◆ **PROVIDED INFORMATION**:

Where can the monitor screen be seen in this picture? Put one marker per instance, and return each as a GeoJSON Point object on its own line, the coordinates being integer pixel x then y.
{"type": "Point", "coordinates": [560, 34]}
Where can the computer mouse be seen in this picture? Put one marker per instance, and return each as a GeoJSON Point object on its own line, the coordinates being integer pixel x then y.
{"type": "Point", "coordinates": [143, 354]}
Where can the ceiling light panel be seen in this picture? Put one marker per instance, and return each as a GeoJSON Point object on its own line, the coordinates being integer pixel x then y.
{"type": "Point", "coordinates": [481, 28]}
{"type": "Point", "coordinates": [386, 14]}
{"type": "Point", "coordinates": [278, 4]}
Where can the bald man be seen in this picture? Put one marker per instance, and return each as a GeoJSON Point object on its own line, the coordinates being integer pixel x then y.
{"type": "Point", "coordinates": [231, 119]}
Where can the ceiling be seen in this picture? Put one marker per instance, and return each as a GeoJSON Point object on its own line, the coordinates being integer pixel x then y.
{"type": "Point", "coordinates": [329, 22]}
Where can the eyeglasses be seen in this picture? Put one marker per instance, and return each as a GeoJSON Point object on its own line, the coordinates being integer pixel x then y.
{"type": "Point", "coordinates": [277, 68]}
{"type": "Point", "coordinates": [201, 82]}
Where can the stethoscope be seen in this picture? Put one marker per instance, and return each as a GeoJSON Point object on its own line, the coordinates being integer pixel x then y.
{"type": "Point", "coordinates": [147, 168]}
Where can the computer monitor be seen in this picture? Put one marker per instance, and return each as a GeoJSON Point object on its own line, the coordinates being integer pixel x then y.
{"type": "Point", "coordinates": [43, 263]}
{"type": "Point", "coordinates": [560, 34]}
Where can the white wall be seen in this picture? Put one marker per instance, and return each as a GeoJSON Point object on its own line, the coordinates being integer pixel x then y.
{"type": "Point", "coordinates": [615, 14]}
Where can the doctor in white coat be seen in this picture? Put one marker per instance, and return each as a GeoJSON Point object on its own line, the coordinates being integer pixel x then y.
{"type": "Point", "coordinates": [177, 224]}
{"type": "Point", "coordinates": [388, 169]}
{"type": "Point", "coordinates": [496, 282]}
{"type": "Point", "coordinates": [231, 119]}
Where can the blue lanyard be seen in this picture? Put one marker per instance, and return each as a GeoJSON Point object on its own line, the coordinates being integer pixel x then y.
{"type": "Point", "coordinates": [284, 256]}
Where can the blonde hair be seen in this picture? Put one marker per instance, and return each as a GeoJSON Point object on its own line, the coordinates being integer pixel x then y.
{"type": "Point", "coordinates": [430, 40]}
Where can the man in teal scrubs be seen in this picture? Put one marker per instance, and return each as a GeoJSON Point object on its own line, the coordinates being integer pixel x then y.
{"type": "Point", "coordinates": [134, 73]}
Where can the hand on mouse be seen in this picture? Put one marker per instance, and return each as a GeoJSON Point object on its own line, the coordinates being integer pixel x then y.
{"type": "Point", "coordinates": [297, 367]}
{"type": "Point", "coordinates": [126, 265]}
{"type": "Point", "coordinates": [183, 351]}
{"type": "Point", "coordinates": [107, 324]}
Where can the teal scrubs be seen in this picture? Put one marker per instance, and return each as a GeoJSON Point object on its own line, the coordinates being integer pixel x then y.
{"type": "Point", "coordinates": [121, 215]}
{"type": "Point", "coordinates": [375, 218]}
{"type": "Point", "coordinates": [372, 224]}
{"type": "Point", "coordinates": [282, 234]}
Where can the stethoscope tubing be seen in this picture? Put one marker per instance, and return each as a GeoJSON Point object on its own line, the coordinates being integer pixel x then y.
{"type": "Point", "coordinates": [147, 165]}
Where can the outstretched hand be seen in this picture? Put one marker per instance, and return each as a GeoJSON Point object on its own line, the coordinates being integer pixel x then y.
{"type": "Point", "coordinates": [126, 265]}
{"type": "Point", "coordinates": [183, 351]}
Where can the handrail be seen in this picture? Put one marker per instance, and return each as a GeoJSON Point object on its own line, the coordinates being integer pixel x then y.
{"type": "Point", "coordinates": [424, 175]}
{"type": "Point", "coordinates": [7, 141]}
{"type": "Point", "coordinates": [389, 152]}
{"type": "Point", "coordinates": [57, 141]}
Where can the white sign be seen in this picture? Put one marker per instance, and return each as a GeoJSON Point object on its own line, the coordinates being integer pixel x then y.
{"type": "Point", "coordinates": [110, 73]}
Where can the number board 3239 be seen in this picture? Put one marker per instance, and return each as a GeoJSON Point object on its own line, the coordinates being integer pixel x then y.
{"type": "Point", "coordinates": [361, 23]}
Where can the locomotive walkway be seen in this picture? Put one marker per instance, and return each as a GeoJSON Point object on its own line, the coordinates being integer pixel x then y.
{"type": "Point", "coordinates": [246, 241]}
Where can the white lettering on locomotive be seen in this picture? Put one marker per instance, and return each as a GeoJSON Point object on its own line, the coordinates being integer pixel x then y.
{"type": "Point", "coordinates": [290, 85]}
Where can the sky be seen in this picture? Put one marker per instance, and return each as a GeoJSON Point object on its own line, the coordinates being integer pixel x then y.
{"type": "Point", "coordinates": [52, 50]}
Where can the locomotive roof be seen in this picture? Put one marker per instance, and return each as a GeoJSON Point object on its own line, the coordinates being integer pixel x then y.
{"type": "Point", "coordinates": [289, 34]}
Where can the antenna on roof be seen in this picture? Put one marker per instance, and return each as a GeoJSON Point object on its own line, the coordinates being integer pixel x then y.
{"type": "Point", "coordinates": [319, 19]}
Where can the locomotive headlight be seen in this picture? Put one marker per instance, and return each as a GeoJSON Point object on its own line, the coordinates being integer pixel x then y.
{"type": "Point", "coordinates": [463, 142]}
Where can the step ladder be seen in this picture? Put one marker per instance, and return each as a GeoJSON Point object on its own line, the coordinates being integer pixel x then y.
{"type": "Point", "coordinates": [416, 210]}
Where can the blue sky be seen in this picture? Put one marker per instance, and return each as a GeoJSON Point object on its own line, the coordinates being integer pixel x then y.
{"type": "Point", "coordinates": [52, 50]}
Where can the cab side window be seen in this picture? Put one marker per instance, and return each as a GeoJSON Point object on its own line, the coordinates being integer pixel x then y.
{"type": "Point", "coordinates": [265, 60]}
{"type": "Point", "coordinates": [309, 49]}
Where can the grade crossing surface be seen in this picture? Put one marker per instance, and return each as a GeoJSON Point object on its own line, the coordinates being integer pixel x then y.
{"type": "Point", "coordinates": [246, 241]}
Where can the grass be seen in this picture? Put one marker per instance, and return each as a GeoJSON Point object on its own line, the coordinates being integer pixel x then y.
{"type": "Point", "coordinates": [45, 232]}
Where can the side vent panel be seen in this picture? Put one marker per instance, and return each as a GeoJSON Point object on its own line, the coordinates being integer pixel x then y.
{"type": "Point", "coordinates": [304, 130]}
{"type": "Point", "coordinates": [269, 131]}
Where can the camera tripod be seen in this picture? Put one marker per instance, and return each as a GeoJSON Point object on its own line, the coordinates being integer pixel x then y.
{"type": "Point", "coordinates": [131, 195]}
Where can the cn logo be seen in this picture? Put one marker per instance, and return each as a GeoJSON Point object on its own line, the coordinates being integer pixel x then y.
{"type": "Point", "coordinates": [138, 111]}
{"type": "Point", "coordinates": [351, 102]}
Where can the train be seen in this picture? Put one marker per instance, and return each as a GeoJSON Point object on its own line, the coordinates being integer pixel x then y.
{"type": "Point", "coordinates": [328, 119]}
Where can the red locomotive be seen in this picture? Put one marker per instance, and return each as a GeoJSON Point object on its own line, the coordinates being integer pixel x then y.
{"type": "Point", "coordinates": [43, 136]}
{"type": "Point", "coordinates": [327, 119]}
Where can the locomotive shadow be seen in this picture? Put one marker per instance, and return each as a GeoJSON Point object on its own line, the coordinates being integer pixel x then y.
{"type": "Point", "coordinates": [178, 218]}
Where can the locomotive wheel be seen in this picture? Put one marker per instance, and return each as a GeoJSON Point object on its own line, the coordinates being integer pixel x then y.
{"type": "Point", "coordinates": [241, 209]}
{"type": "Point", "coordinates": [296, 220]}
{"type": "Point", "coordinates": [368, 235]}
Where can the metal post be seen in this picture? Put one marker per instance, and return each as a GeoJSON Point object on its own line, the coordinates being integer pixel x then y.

◆ **YOUR GOAL**: Take the line holding "Where can the red" and all lines after it through the end of the data, and set them down exactly.

◆ **ANSWER FOR THE TASK**:
Where can the red locomotive be seen in this picture? Put one marker per instance, and return each as a GeoJSON Point object on its own line, the coordinates being integer pixel x then y.
{"type": "Point", "coordinates": [43, 136]}
{"type": "Point", "coordinates": [327, 119]}
Where can the locomotive shadow be seen in this picture? Put one marker per instance, and return each as a GeoJSON Point object on its own line, the coordinates being integer pixel x then y.
{"type": "Point", "coordinates": [178, 218]}
Where can the locomotive wheel be seen in this picture? Put one marker per instance, and return each as a GeoJSON Point object on its own line, the coordinates being integer pixel x then y.
{"type": "Point", "coordinates": [241, 209]}
{"type": "Point", "coordinates": [296, 220]}
{"type": "Point", "coordinates": [368, 235]}
Where can the metal post be seen in this picture? Put one marker per instance, and return each as a GeoJSON Point object on its own line, the coordinates being integer pixel x then y.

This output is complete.